Soft material engineered synthetic polymer membranes: bridging design and application

Abstract

Soft material-based synthetic polymer membranes are emerging as transformative platforms for energy, environmental, and healthcare technologies, attributed to their flexibility, tunability, and multifunctionality. These membranes are designed through two principal strategies, i.e. pore-filling and surface/interface engineering. Hydrogels could also be used, especially in biomedical applications, with fibre reinforcement to enhance mechanical stability. Pore-filled or “gel-in-shell” membranes incorporate hydrogels or functional soft materials within porous polymer matrices, combining chemical functionality with structural support. These systems enable the fast and selective transport of ions or molecules, finding applications in fuel cells, batteries, solar desalination, and water purification. Stimuli-responsive designs, where thermally, chemically, piezoelectric or optically sensitive polymers are grafted within or onto membrane pores, enable dynamic control over permeability, critical for smart drug delivery and adaptive filtration. Self-healing hydrogels, driven by dynamic bonding or ionic crosslinking, further enhance membrane longevity under operational stress. On the surface engineering side, functionalization via plasma treatment, graft polymerization, layer-by-layer assembly, molecular layer deposition, or mussel-inspired polydopamine coatings enables control over surface charge, hydrophilicity, and antifouling performance. Advanced materials such as MOFs and MXenes could also be incorporated in membrane designs to enhance functional properties. These engineered interfaces, such as surface patterning or nanofiber anchoring of the surface, are crucial for addressing challenges such as fouling, poor selectivity, and biocompatibility issues typically encountered in traditional membranes. Fibre-reinforced hydrogels further expand the application scope into biomedical systems, offering tissue-like mechanical resilience for tissue scaffolds, wound dressings, and wearable biosensors. This review highlights the integrated design of soft material-based membrane systems and their application across clean energy, sustainable water technology, environmental remediation, and biomedical fields. Such multifunctional membranes are central to next-generation technologies aligned with global sustainability goals.

# # # #

**TASK INSTRUCTIONS**
In the abstract above, what are the two principal strategies for designing soft material-based synthetic polymer membranes?

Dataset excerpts

# # # #

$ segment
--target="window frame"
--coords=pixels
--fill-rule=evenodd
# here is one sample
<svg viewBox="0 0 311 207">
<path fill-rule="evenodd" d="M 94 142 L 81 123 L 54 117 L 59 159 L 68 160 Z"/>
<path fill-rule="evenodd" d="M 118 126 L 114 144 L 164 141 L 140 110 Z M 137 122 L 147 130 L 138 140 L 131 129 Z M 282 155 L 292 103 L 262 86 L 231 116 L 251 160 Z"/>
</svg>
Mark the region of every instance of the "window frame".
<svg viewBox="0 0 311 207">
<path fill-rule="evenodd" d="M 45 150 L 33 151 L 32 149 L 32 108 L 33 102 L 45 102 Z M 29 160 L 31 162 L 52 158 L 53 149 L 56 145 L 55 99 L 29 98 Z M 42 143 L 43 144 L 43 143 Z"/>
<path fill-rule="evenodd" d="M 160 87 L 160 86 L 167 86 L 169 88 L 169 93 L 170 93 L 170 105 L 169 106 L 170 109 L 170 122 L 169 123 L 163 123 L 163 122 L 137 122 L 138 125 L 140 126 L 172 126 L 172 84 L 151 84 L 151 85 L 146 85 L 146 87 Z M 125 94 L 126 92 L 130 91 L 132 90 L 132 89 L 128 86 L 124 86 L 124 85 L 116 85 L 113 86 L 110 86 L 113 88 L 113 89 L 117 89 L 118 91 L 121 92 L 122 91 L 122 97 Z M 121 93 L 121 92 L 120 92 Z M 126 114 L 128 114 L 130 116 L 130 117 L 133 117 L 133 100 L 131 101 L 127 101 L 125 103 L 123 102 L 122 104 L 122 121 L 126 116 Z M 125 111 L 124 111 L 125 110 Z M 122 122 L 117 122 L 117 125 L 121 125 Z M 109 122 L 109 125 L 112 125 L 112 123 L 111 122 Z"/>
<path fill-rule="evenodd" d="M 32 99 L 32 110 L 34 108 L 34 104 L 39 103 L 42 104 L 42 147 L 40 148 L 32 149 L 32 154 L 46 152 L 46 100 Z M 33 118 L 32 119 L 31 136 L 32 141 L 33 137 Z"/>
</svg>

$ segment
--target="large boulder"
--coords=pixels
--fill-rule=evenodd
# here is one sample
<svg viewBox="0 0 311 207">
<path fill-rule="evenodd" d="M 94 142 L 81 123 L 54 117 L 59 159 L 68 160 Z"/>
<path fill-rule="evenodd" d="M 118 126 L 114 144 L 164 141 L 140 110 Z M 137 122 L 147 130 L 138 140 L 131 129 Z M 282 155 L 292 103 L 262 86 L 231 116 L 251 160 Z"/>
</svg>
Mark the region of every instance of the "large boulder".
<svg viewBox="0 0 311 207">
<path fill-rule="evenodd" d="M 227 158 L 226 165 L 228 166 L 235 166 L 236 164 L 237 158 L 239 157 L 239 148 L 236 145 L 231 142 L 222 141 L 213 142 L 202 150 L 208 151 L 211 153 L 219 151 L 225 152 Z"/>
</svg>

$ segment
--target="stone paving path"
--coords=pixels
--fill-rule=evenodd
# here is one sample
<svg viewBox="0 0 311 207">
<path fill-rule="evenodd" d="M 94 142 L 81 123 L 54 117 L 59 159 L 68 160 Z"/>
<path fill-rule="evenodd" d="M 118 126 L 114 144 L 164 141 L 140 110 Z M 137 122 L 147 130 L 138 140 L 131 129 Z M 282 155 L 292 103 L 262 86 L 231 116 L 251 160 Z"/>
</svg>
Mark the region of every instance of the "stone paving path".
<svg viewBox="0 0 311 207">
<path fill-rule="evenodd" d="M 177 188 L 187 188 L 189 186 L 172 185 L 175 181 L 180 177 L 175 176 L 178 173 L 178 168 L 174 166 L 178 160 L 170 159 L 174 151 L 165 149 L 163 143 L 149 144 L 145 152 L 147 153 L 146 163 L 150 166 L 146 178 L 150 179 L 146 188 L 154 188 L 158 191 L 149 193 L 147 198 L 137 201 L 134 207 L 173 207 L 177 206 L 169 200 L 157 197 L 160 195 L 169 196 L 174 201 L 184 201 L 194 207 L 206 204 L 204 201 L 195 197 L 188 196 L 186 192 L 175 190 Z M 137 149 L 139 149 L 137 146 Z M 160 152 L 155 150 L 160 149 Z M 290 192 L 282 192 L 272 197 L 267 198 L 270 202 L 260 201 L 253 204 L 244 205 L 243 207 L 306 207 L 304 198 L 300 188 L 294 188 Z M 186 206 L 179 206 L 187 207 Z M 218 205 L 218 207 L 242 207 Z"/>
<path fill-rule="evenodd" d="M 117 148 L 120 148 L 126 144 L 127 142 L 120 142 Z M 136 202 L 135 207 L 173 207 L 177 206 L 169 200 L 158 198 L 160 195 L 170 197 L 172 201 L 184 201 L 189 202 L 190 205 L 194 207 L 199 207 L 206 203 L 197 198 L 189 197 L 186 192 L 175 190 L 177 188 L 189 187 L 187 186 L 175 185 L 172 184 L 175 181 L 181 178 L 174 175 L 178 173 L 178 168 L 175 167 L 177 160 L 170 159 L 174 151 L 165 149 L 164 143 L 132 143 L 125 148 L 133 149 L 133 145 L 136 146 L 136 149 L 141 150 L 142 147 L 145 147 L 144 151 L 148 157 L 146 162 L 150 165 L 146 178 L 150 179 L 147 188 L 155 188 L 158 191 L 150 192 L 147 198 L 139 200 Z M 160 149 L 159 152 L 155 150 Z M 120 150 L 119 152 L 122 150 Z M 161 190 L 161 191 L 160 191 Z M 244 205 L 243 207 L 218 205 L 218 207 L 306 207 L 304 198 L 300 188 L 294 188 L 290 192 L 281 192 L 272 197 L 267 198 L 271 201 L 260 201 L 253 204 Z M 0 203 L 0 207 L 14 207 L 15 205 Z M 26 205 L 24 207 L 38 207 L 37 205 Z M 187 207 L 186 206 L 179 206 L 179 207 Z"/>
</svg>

# # # #

**RESULT OF THIS TASK**
Pore-filling and surface/interface engineering.